[BEGIN Document section]

In the early days, the mayor tried to sound like a practical, hands-on executive who was ready to run San Francisco.

Mayor Gavin Newsom used his inaugural address on Jan. 8, 2004, to emphasize that he was a uniter, not a divider and that he wanted to get things done.

"I say it’s time to start working together to find common purpose and common ground," he proclaimed. "Because I want to make this administration about solutions."

It’s a mantra he’s returned to again and again in his rhetoric on a wide range of issues, claiming a "commonsense" approach while casting "ideology" as an evil to be overcome and as the main motive driving the left-leaning majority of the San Francisco Board of Supervisors.

"Because it’s easy to be against something," Newsom said on that sunny winter day. "It’s easy to blame. It’s easy to stop…. What’s hard is to hear that maybe to come together, we need to leave behind old ideas and long-held grudges. But that’s exactly what we need to do."

But if that’s the standard, Newsom has spent the past 17 months taking the easy way.

It’s been a marked change from his first-year lovefest, when he tried to legalize same-sex marriage, reach out to BayviewHunters Point residents, and force big hotels to end their lockout of workers.

A Guardian review of the most significant City Hall initiatives during 2005 and 2006 as well as interviews with more than a dozen policy experts and public interest advocates shows that Newsom has been an obstructionist who has proposed few "solutions" to the city’s problems, and followed through on even fewer.

The Board of Supervisors, in sharp contrast, has been taking the policy lead. The majority on the district-elected board in the past year has moved a generally progressive agenda designed to preserve rental units, prevent evictions, strengthen development standards, promote car-free spaces, increase affordable housing, maintain social services, and protect city workers.

[END Document section]
[BEGIN Data]

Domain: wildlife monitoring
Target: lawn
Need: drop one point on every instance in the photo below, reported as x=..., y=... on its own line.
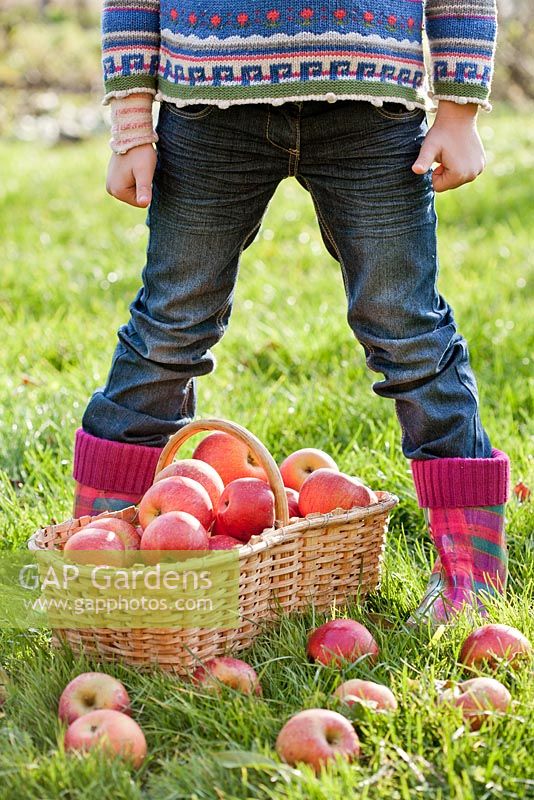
x=290, y=371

[END Data]

To do>
1. Duplicate the passage of the Newsom article from "A Guardian review" up to and including "on even fewer.".
2. Go on with the article on Mayor Gavin Newsom, picking up after its last sentence.
The lines are separate material and are not part of the article on Mayor Gavin Newsom.

Answers for the tasks>
1.
A Guardian review of the most significant City Hall initiatives during 2005 and 2006 as well as interviews with more than a dozen policy experts and public interest advocates shows that Newsom has been an obstructionist who has proposed few "solutions" to the city’s problems, and followed through on even fewer.

2.
Yet many of those efforts have been blocked or significantly weakened by Newsom and his closest allies on the board: Fiona Ma, Sean Elsbernd, Michela Alioto-Pier, and Bevan Dufty. And on efforts to get tough with big business or prevent Muni service cuts and fare hikes, Newsom was able to peel off enough moderate supervisors to stop the progressives led by Chris Daly, Tom Ammiano, and Ross Mirkarimi at the board level.

But one thing that Newsom has proved himself unable to do in the past year is prevent progressive leaders particularly Daly, against whom Newsom has a "long-held grudge" that has on a few recent occasions led to unsavory political tactics and alliances from setting the public agenda for the city.

Balance of power

The Mayor’s Office and the Board of Supervisors are the two poles of power at City Hall and generally the system gives a strong advantage to the mayor, who has far more resources at his disposal, a higher media profile, and the ability to act swiftly and decisively.

Yet over the past year, the three most progressive supervisors along with their liberal-to-moderate colleagues Gerardo Sandoval, Jake McGoldrick, Aaron Peskin, and Sophie Maxwell have initiated the most significant new city policies, dealing with housing, poverty, health care, alternative transportation, violence prevention, and campaign finance reform.

Most political observers and City Hall insiders mark the moment when the board majority took control of the city agenda as last summer, a point when Newsom’s honeymoon ended, progressives filled the leadership void on growth issues, problems like tenants evictions and the murder rate peaked, and Newsom was increasingly giving signs that he wasn’t focused on running the city.

"Gay marriage gave the mayor his edge and gave him cover for a long time," said Tommi Avicolli Mecca, a queer and tenants rights activist. "About a year ago that started to wear off, and his armor started to be shed."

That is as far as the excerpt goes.